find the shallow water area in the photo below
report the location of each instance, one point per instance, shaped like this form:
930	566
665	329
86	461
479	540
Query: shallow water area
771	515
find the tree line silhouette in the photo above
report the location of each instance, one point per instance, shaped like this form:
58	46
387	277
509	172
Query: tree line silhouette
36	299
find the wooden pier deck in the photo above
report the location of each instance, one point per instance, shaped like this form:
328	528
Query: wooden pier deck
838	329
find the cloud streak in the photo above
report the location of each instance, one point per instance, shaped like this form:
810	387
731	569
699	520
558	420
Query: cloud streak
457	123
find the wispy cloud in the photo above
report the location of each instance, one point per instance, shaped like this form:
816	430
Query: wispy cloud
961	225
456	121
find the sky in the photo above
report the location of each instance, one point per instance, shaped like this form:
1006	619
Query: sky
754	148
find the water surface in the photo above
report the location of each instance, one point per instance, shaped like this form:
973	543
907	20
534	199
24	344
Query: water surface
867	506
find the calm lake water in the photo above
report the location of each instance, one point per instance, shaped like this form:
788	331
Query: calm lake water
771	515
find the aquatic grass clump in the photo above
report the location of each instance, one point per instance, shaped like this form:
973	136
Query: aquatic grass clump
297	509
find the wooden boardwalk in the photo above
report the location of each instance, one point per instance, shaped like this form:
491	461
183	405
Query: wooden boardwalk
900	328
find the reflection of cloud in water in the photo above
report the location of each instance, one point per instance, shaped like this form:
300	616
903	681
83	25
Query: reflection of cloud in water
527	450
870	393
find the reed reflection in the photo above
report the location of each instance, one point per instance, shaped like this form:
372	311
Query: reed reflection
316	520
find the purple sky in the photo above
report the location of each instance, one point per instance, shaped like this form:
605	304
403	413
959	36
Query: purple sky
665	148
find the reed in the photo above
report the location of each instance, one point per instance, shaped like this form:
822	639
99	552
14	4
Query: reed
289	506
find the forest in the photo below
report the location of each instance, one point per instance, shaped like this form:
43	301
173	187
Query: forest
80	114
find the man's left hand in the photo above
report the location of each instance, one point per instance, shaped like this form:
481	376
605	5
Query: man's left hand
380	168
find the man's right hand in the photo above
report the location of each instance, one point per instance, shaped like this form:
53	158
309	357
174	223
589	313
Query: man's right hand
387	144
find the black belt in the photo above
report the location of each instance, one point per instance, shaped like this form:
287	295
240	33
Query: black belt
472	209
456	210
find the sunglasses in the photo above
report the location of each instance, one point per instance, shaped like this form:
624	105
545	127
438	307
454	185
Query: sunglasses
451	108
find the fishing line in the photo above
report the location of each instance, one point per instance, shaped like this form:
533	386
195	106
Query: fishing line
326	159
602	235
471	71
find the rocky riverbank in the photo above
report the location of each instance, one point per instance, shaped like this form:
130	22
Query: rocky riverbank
§
Copy out the full listing, exactly as it stands.

Solution for this problem:
find the shallow water area in the photo below
report the location of each instance, one point per instance, shaped like this form:
930	566
665	329
86	461
479	540
Query: shallow water area
771	515
find the tree line silhouette in the photo above
report the location of each instance, one point per instance, shaped like this form:
58	46
387	277
509	172
Query: tree line silhouette
36	299
find the wooden pier deck in the photo above
report the location of each instance, one point per instance, shaped like this form:
328	528
Query: wooden pier deck
838	329
find the cloud streak in the photo above
report the location of each instance, one point per instance, shaped like this form:
810	387
731	569
699	520
558	420
Query: cloud streak
457	123
find the wispy cloud in the photo above
report the location of each instance, one point per instance, shaped like this form:
816	430
Query: wispy cloud
961	225
456	121
find the sky in the photo above
report the location of each instance, one point per instance, shaped like this form:
1006	619
Query: sky
754	148
find the water surface in the photo above
report the location of each instance, one point per instance, shaped like this form:
973	543
907	20
534	199
24	344
Query: water surface
867	506
find the calm lake water in the photo above
report the location of each instance, one point per instance, shaped like this form:
788	331
Query: calm lake water
771	515
find the aquatic grass clump in the photo above
report the location of each instance, one point per instance, shaped like this form:
973	136
Query: aquatic grass clump
297	509
find the wooden boardwalk in the photo above
report the location of each instance, one point per instance, shaped like this form:
491	461
183	405
Query: wooden boardwalk
900	328
find the reflection of cloud in water in the photo above
report the location of each instance, one point per instance, shaped like this form:
300	616
903	681
83	25
Query: reflection of cloud in water
527	450
870	393
find the reed reflection in the photo above
report the location of each instance, one point per instance, shaped like this form:
372	311
Query: reed reflection
316	520
find the purple sky in the photo above
report the location of each instance, one point per instance, shaped like this form:
605	304
403	413
959	36
Query: purple sky
665	148
find the reed in the photo above
report the location of each instance, one point per instance, shaped like this form:
822	639
99	552
14	4
Query: reed
289	506
find the forest in the photo below
report the location of each instance, one point per instance, shaped like this form:
43	301
173	187
Query: forest
80	114
find the man's left hand in the photo above
report the location of each instance, one point per instance, shaped like this form:
481	376
605	5
Query: man's left hand
380	168
find the man's right hand in the photo above
report the location of each instance, one point per instance, shaped like this form:
53	158
309	357
174	223
589	313
Query: man's right hand
387	144
find the black belt in the photo above
report the location of each instance, one point per instance, shaped like this form:
287	295
240	33
Query: black belt
472	209
456	210
find the sunglasses in the photo above
report the location of each instance, one point per instance, shaped like this form:
624	105
545	127
438	307
454	185
Query: sunglasses
451	108
find the fishing line in the photo above
report the location of each instance, one point per instance, shaped like this form:
533	386
195	106
Query: fishing line
326	159
602	235
471	71
find the rocky riverbank in the photo above
report the location of each instance, one point per instance, shaped like this form:
130	22
Query: rocky riverbank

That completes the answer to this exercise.